But this is hardly the only suspicious explosion to hit a sensitive Iranian military facility, and it's unlikely that Iran would admit to an act of sabotage. In 2011, the architect of Iran's ballistic missile program was killed in a suspicious blast. And there have been several assassinations of Iranian nuclear scientists in recent years, killings that have been blamed on both Israel and the Mujahideen el-Khalk, an anti-regime militant group.
And Parchin was apparently home to infrastructure needed to develop ballistic triggers for a uranium-based nuclear detonation, work that apparently took place at the facility prior to 2004 when these activities were discovered and made public by the US and international regulators.
Iran is currently barring international inspectors from visiting Parchin. It's a place of potential significance to Iran's nuclear program; if today's explosion was in fact an assassination it would suggest that some kind of sensitive work is still going on there. The question is what that work could be - and what Parchin's significance might be to a nuclear program whose final status is still being negotiated by Iran, the US, and its international partners.
According to David Albright, a physicist and the founder and president of the Institute for Science and International Security, Parchin has some of the most sophisticated ballistics technology in Iran, including slow-motion diagnostic cameras needed for the close analysis of projectiles and explosives. Parchin is the only place in Iran known to have these research and development capabilities - which means that if Iran were still trying to develop a trigger for a future nuclear device, it would be doing it either at Parchin or at some other, as-et undiscovered complex.
"It's the logical place for it to occur because you need special facilities to handle high explosives, bunkers to store them, diagnostic equipment to analyze the experiments ... and it's not easy to create that infrastructure," Albright told Business Insider. Parchin might even have a high-explosives chamber where Iranian researchers may once have been planning to test a mock-up of an atomic bomb, Albright explained.
But proof of any of these activities ceased years ago, according to Albright. The ban on IAEA inspectors aside, he thinks it's unlikely that Iran is continuing with the kind of research and development it was performing at Parchin before the US and others went public with their suspicions of the facility's purpose in 2004.
That doesn't mean the site isn't of interest to potential saboteurs or international inspectors, though. "The people there may have had some significance. People who worked in these alleged activities may still be there. and some of the buildings are still there."
Understanding Iran's capabilities at Parchin is impossible without the site being opened to inspectors, Albright says. "You need an Iranian decision to cooperate to really understand these activities," he says. "They're very small-scale and really hard to detect."
If yesterday's explosion was sabotage, at least player in the Iranian nuclear drama is still deeply suspicious of whatever's still going on there.

▸ Information shown:

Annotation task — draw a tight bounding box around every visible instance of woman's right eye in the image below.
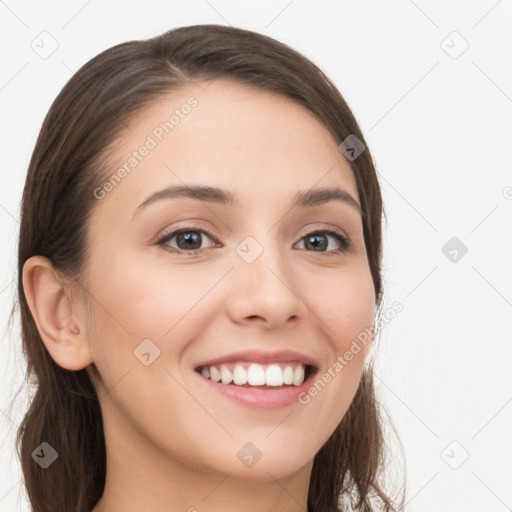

▸ Problem requirements:
Answer these from the article on Parchin:
(a) Who was killed in a suspicious blast in 2011?
(b) What equipment at Parchin is needed for the close analysis of projectiles and explosives?
(c) In what year did the US and others go public with their suspicions about the facility's purpose?

▸ Written response:
(a) The architect of Iran's ballistic missile program.
(b) Slow-motion diagnostic cameras.
(c) 2004.